Продолжите фрагмент интервью о XVIII веке, Китае и Казанове, начав сразу после последней приведенной в нем реплики.

ТЕКСТ ДОКУМЕНТА:
☆ ☆ ☆

А еще книги о Моцарте, о Казанове… о XVIII веке…

 

— А ведь и вправду у меня два постоянных пристрастия в творчестве — XVIII век и Китай. Впрочем, это очень взаимосвязано, поскольку встреча обеих цивилизаций, которую обеспечило Барокко (благодаря иезуитам) и т.п., происходит как раз в XVII—XVIII веках. Вы вот, наверное, впервые слышите от меня о Китае в этой связи, а между тем он повлиял на Барокко и на весь XVIII век. Тут веял один и тот же дух, противоречивший духу террористического подавления и отрицания, который стремится уничтожить прошлое до самого основания. Так вот, я посвятил три книги выдающимся фигурам XVIII века — Виван Денону, Казанове и Моцарту. Это дань уважения XVIII веку, веку революционному, оспоренному контрреволюцией, террором и опустошением.

 

Как возник ваш интерес к Казанове?

 

— Да ведь это крупнейший писатель…

 

Прежде чем перейти к Казанове… Как бы вы охарактеризовали и прокомментировали состояние современной французской литературы?

☆ ☆ ☆

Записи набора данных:
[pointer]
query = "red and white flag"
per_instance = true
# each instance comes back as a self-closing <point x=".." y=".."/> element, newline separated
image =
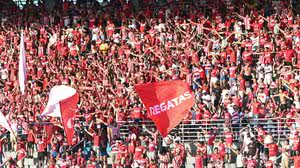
<point x="63" y="103"/>
<point x="4" y="123"/>
<point x="21" y="154"/>
<point x="167" y="103"/>
<point x="22" y="65"/>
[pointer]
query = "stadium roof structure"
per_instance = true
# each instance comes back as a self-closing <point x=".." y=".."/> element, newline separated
<point x="21" y="3"/>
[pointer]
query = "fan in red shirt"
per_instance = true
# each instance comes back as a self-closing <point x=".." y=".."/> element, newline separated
<point x="139" y="150"/>
<point x="251" y="163"/>
<point x="273" y="150"/>
<point x="296" y="160"/>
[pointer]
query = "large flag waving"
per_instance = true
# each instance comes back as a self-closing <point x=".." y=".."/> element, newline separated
<point x="22" y="65"/>
<point x="167" y="103"/>
<point x="63" y="103"/>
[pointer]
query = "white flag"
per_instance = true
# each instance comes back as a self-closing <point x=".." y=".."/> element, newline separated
<point x="4" y="123"/>
<point x="22" y="65"/>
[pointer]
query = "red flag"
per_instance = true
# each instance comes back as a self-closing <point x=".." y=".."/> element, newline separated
<point x="49" y="131"/>
<point x="68" y="108"/>
<point x="21" y="154"/>
<point x="167" y="103"/>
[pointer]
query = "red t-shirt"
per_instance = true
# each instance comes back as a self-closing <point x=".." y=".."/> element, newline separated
<point x="139" y="151"/>
<point x="269" y="164"/>
<point x="251" y="164"/>
<point x="273" y="149"/>
<point x="289" y="55"/>
<point x="296" y="161"/>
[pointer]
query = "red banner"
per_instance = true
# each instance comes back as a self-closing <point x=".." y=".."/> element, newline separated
<point x="167" y="103"/>
<point x="49" y="132"/>
<point x="68" y="108"/>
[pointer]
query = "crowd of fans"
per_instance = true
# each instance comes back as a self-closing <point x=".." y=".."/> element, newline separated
<point x="241" y="59"/>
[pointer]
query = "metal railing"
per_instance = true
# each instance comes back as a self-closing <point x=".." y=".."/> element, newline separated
<point x="193" y="130"/>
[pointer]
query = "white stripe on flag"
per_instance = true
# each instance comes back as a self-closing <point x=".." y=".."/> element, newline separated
<point x="22" y="65"/>
<point x="4" y="123"/>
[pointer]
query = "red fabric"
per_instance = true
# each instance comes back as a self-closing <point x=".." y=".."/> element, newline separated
<point x="273" y="149"/>
<point x="68" y="108"/>
<point x="296" y="161"/>
<point x="167" y="103"/>
<point x="21" y="154"/>
<point x="49" y="130"/>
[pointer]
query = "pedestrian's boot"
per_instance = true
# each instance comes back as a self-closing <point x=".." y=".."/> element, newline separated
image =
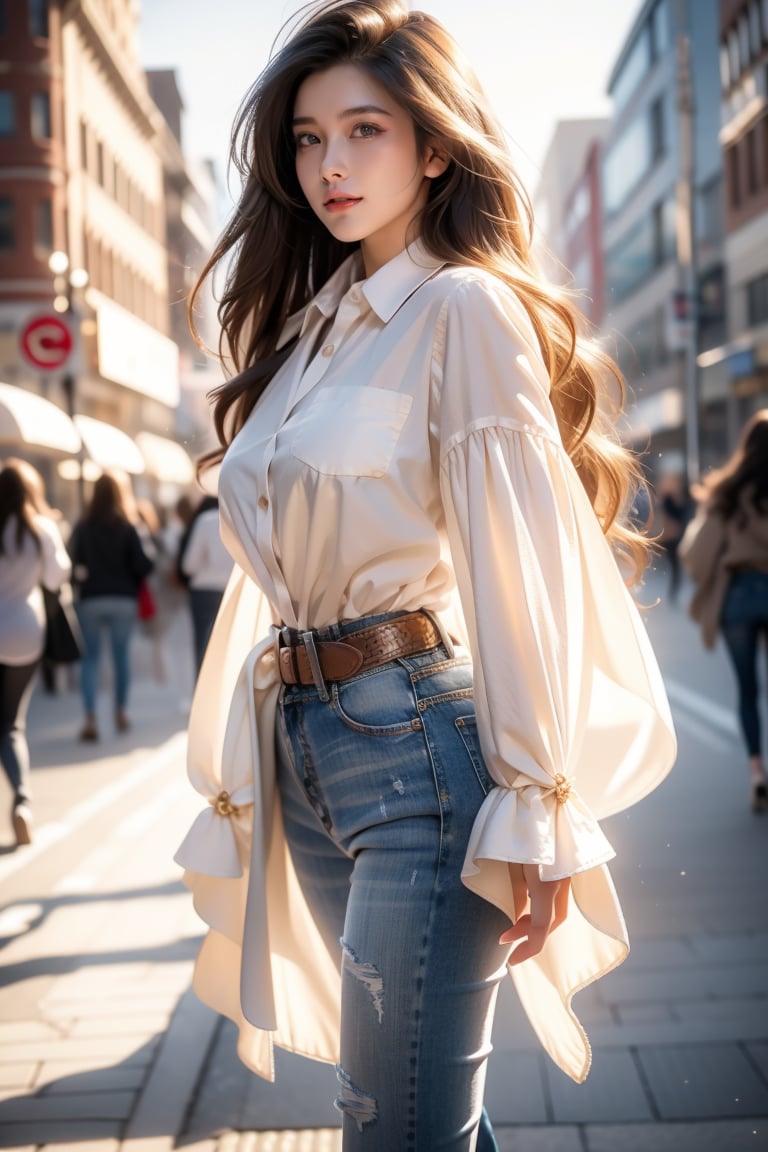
<point x="22" y="821"/>
<point x="89" y="732"/>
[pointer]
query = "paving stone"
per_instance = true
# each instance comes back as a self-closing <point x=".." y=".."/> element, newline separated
<point x="74" y="1106"/>
<point x="730" y="1009"/>
<point x="664" y="952"/>
<point x="515" y="1094"/>
<point x="613" y="1091"/>
<point x="70" y="1010"/>
<point x="696" y="1082"/>
<point x="549" y="1138"/>
<point x="698" y="1029"/>
<point x="709" y="1136"/>
<point x="165" y="1098"/>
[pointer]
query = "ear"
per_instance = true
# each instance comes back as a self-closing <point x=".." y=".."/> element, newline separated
<point x="436" y="160"/>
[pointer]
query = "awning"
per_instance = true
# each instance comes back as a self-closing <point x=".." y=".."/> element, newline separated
<point x="108" y="447"/>
<point x="166" y="460"/>
<point x="32" y="422"/>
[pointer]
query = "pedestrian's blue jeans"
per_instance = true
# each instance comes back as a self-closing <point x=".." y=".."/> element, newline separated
<point x="744" y="620"/>
<point x="16" y="687"/>
<point x="380" y="787"/>
<point x="115" y="615"/>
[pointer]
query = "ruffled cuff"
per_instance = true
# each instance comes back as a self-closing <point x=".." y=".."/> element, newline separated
<point x="552" y="827"/>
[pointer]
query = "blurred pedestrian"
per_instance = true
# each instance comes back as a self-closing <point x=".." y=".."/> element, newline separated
<point x="165" y="596"/>
<point x="108" y="566"/>
<point x="205" y="567"/>
<point x="31" y="554"/>
<point x="725" y="553"/>
<point x="418" y="489"/>
<point x="674" y="510"/>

☆ ☆ ☆

ИТОГ УПРАЖНЕНИЯ:
— Ха-ха-ха-ха… впрочем, ладно… хотя это немножко «советская» формулировка вопроса… На мой взгляд, француз-ская ли-те-ратура переживает переходный период. Он начался с того обвала, который последовал после Второй мировой войны и который, несмотря ни на что, продолжается до сих пор. Иными словами, все то, что получило название «нового романа», выражает ту сложную ситуацию, в некотором роде бедственное положение, возникшее как некая ответная реакция в стране, которую война низвергла, превратила в ничтожество и которая рухнула во время войны. Конечно, вплоть до 1960—1965 годов оставалось несколько крупных писателей, но эти писатели, в общем-то, существовали уже до войны. И этот глубочайший кризис до сих пор не преодолен.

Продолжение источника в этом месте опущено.